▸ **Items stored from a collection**

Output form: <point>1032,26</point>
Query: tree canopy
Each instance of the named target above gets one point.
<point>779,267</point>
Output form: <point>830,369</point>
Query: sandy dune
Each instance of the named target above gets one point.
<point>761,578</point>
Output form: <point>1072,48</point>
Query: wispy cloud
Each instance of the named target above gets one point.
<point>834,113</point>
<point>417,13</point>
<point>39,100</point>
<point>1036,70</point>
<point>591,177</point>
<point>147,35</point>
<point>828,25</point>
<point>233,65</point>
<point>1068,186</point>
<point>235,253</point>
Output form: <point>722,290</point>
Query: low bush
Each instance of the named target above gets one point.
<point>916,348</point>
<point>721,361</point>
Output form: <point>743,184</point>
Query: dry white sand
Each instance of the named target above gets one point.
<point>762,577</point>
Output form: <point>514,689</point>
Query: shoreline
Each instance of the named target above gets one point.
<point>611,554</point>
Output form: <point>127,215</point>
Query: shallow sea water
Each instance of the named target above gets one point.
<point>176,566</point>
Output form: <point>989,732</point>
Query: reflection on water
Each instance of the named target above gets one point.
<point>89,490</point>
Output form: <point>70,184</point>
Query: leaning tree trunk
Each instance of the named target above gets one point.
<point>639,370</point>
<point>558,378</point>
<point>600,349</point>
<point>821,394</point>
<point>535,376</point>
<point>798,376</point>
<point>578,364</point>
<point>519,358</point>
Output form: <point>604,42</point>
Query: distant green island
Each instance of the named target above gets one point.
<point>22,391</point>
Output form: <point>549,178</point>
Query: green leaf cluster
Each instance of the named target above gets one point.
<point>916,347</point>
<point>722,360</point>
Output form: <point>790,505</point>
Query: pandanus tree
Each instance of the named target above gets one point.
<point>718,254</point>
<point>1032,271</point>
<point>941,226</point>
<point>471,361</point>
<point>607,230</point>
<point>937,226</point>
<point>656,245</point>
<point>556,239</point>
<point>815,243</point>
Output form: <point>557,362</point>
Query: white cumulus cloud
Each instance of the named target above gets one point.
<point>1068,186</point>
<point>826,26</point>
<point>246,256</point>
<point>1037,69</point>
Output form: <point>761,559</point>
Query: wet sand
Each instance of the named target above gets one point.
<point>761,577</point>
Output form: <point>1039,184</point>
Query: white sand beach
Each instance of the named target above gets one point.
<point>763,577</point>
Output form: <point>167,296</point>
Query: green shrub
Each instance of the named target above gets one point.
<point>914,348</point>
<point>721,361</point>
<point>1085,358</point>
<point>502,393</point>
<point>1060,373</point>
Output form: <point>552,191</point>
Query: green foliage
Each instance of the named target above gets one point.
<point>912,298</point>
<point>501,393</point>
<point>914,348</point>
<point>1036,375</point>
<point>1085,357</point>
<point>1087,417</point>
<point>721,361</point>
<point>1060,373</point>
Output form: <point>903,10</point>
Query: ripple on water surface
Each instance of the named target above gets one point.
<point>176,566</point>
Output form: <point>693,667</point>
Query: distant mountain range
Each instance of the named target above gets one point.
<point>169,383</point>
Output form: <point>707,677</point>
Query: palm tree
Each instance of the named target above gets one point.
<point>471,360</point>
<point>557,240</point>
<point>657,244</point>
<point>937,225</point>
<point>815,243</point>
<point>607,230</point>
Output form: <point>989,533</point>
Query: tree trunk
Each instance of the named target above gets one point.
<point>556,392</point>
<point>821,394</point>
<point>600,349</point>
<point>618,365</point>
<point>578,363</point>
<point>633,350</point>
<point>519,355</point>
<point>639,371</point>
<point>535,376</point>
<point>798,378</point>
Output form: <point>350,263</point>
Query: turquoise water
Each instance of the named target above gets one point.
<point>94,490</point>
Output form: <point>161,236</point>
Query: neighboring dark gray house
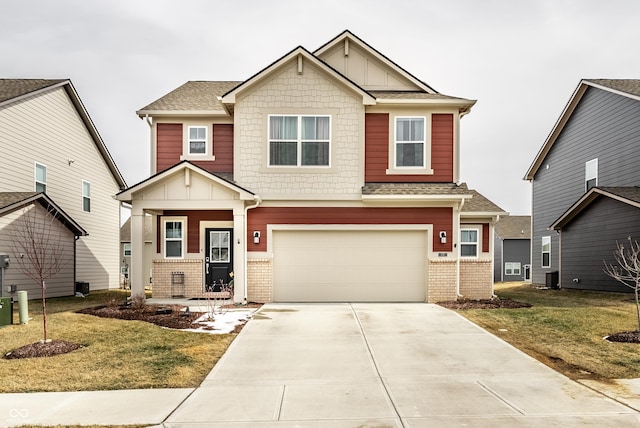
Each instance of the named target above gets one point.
<point>584,179</point>
<point>512,249</point>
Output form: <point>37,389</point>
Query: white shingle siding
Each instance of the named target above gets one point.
<point>291,93</point>
<point>47,129</point>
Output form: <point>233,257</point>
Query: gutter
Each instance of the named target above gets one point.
<point>258,201</point>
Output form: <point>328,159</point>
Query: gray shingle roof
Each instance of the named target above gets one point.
<point>514,227</point>
<point>193,96</point>
<point>13,88</point>
<point>630,86</point>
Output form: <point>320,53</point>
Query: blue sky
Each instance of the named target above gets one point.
<point>521,60</point>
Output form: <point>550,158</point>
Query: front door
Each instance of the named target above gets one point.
<point>218,258</point>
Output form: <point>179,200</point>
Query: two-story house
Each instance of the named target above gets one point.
<point>50,145</point>
<point>330,175</point>
<point>585,194</point>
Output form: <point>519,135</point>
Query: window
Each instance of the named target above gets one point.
<point>299,140</point>
<point>40,177</point>
<point>512,268</point>
<point>590,174</point>
<point>197,140</point>
<point>546,251</point>
<point>410,142</point>
<point>469,243</point>
<point>86,196</point>
<point>173,239</point>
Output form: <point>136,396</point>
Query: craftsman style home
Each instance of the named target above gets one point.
<point>585,186</point>
<point>330,175</point>
<point>50,146</point>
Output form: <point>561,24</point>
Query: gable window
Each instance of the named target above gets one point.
<point>469,242</point>
<point>299,140</point>
<point>410,142</point>
<point>512,268</point>
<point>546,251</point>
<point>86,196</point>
<point>590,174</point>
<point>173,239</point>
<point>40,177</point>
<point>197,140</point>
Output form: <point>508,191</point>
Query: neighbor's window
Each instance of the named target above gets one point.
<point>590,174</point>
<point>410,142</point>
<point>469,242</point>
<point>40,177</point>
<point>299,140</point>
<point>546,251</point>
<point>86,196</point>
<point>174,239</point>
<point>197,140</point>
<point>512,268</point>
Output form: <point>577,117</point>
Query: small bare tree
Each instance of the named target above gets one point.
<point>627,270</point>
<point>39,250</point>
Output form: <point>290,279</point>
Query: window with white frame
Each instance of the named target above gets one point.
<point>410,142</point>
<point>469,239</point>
<point>86,196</point>
<point>40,177</point>
<point>173,239</point>
<point>299,140</point>
<point>590,174</point>
<point>546,251</point>
<point>512,268</point>
<point>197,140</point>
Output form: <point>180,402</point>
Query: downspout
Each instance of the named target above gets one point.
<point>258,201</point>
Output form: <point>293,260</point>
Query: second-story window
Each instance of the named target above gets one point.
<point>197,140</point>
<point>299,140</point>
<point>410,142</point>
<point>40,177</point>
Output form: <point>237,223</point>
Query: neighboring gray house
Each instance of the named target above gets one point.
<point>584,178</point>
<point>50,144</point>
<point>512,249</point>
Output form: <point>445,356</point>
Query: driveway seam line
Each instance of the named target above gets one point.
<point>375,365</point>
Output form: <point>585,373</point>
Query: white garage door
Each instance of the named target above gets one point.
<point>349,266</point>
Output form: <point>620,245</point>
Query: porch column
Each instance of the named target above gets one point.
<point>239,255</point>
<point>136,270</point>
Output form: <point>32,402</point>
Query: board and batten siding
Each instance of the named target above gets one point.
<point>48,129</point>
<point>61,284</point>
<point>604,126</point>
<point>590,239</point>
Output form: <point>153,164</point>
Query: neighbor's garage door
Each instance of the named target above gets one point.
<point>349,266</point>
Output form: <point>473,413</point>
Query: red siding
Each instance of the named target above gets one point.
<point>169,145</point>
<point>377,151</point>
<point>259,218</point>
<point>193,225</point>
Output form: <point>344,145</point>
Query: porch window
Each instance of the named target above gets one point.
<point>299,140</point>
<point>40,177</point>
<point>469,242</point>
<point>410,142</point>
<point>546,251</point>
<point>174,239</point>
<point>197,140</point>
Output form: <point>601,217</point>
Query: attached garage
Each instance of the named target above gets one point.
<point>349,265</point>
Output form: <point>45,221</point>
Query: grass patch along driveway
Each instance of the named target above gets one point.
<point>116,354</point>
<point>565,329</point>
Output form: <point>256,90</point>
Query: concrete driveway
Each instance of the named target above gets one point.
<point>385,365</point>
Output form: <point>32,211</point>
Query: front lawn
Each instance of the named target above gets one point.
<point>565,329</point>
<point>116,354</point>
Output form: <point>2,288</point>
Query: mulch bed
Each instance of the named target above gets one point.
<point>484,304</point>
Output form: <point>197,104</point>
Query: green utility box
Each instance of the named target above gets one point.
<point>6,311</point>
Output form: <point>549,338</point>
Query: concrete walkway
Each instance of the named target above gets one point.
<point>348,365</point>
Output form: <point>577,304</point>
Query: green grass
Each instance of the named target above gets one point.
<point>565,329</point>
<point>117,354</point>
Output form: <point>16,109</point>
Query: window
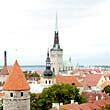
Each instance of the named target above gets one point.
<point>46,81</point>
<point>49,81</point>
<point>21,93</point>
<point>11,94</point>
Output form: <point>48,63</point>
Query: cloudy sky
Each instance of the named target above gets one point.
<point>27,30</point>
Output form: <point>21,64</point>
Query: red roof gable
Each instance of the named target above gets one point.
<point>16,79</point>
<point>68,79</point>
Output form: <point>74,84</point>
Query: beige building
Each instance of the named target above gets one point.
<point>16,91</point>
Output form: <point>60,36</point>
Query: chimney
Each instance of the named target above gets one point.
<point>5,58</point>
<point>55,105</point>
<point>72,101</point>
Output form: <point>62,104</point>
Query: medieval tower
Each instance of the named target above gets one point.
<point>48,75</point>
<point>16,91</point>
<point>56,53</point>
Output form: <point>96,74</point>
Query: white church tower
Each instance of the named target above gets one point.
<point>16,91</point>
<point>56,53</point>
<point>48,75</point>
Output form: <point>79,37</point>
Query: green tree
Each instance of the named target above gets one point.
<point>107,89</point>
<point>58,93</point>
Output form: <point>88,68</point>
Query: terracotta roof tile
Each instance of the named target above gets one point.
<point>86,106</point>
<point>68,79</point>
<point>16,79</point>
<point>92,79</point>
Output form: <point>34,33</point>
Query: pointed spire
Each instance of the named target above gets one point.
<point>48,61</point>
<point>56,25</point>
<point>56,45</point>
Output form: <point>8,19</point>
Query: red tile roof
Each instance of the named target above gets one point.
<point>16,80</point>
<point>69,80</point>
<point>92,79</point>
<point>86,106</point>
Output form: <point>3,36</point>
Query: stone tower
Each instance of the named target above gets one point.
<point>56,53</point>
<point>16,91</point>
<point>48,75</point>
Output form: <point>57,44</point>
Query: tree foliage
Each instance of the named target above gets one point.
<point>58,93</point>
<point>107,89</point>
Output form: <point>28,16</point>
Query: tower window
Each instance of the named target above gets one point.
<point>11,94</point>
<point>21,93</point>
<point>49,81</point>
<point>46,81</point>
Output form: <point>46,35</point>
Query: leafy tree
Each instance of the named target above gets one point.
<point>58,93</point>
<point>107,89</point>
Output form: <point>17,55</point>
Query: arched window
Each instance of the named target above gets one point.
<point>11,94</point>
<point>49,81</point>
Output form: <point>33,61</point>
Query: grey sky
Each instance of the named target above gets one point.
<point>27,30</point>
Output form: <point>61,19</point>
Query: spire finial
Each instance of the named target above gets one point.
<point>48,53</point>
<point>56,25</point>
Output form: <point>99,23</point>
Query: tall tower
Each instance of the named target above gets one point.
<point>48,75</point>
<point>16,91</point>
<point>56,53</point>
<point>5,71</point>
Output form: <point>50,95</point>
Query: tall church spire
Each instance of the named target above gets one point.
<point>56,45</point>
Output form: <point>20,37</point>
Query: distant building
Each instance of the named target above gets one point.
<point>48,75</point>
<point>16,90</point>
<point>56,53</point>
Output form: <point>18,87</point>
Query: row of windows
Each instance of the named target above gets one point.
<point>11,94</point>
<point>46,82</point>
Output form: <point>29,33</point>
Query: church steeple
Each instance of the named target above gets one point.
<point>48,65</point>
<point>56,45</point>
<point>48,72</point>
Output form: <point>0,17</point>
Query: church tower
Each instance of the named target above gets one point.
<point>48,75</point>
<point>56,53</point>
<point>16,91</point>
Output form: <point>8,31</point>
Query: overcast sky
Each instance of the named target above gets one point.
<point>27,30</point>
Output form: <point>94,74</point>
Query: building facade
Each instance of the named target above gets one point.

▸ **Your goal**
Reproduce word for word the portion of the data that begins at its first line and ends with the line containing "<point>235,253</point>", including that final line.

▸ **In response**
Output form: <point>1032,26</point>
Query: tree canopy
Each instance of the named target above gets one point.
<point>779,267</point>
Output form: <point>830,369</point>
Query: sandy dune
Each instance of the named target above gets one point.
<point>761,578</point>
Output form: <point>1072,48</point>
Query: wispy cloud
Each instance of the named target above gets one point.
<point>834,113</point>
<point>417,13</point>
<point>39,100</point>
<point>1036,70</point>
<point>591,177</point>
<point>147,35</point>
<point>828,25</point>
<point>233,65</point>
<point>1068,186</point>
<point>235,253</point>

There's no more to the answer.